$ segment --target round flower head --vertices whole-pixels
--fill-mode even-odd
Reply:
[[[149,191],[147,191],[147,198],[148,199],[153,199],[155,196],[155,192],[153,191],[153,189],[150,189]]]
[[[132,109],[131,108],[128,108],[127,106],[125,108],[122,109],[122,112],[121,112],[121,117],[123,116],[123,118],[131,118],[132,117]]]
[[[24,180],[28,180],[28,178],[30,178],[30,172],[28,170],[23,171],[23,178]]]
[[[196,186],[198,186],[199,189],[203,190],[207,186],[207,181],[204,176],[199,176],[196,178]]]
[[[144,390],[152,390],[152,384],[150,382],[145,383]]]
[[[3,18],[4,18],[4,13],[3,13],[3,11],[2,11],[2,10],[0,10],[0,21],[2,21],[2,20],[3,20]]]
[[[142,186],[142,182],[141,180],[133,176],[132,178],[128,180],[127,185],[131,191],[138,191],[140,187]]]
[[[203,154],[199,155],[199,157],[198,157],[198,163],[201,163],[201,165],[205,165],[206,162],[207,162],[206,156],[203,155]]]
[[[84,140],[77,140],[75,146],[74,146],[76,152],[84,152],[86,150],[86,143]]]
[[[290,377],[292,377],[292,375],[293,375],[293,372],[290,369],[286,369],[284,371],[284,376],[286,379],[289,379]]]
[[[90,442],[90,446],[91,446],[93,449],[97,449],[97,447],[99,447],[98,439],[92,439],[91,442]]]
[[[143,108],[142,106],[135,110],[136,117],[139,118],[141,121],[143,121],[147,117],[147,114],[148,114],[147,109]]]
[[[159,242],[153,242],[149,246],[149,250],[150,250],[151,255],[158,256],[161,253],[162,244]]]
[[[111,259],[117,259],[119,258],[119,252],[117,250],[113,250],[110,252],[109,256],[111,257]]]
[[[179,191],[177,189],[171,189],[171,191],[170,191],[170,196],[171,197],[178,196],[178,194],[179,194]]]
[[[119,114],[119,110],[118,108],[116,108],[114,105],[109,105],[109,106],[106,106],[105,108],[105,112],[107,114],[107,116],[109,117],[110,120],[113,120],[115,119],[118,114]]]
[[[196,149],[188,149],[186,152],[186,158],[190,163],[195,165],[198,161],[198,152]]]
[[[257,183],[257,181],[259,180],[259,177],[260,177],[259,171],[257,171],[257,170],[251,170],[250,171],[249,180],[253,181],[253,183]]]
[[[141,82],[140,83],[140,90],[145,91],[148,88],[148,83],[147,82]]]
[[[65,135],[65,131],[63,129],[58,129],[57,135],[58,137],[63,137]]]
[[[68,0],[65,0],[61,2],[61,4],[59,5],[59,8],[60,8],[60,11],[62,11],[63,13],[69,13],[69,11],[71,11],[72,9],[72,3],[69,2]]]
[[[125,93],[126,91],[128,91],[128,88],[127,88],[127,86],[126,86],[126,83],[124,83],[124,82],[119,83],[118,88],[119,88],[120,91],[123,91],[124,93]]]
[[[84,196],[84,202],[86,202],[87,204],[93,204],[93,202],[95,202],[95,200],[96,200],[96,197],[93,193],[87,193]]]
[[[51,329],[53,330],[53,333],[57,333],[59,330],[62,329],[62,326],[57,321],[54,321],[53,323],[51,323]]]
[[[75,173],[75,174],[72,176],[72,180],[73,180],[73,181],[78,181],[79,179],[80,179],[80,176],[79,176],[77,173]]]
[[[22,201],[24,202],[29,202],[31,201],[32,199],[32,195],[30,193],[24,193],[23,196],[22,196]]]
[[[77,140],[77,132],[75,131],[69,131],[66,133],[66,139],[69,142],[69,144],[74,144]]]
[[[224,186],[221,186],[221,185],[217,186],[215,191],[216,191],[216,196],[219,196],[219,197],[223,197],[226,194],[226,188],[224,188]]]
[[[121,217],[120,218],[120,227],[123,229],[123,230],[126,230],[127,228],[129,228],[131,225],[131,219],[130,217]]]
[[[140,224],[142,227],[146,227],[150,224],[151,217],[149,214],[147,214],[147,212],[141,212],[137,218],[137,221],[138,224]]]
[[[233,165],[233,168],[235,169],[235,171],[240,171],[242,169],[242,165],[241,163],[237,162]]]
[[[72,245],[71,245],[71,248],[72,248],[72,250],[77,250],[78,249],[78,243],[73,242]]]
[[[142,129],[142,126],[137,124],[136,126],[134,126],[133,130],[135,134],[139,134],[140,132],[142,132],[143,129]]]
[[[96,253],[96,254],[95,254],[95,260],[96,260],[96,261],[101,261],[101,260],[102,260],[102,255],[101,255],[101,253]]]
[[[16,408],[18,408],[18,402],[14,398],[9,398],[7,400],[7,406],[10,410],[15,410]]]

• • • • •

Transcribe, please, every line from the first line of the listing above through the line with "--fill-mode even-odd". Keep both ends and nothing else.

$ segment --target round flower head --vertices whole-pixels
--fill-mode even-odd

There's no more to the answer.